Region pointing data
##########

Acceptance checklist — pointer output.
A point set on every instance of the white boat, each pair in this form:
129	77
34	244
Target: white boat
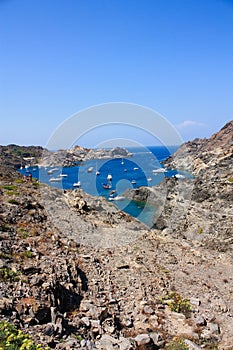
55	179
89	170
51	171
160	170
117	198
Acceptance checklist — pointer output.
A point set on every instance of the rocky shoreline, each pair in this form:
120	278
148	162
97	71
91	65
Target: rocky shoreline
21	156
76	272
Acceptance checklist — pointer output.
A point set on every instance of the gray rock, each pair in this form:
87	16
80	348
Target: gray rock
142	339
195	301
191	345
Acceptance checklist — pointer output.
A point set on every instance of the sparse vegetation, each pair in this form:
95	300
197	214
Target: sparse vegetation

##########

#### Problem details
What must be transcribed is the run of lines from the one containing "A point set on every instance of the sparse" to the last line of the data above, inclusive, and only that.

#### Exercise output
A point set on every instance of the sparse vegetation, each pair in this form:
95	300
197	214
Target: sparse vegetation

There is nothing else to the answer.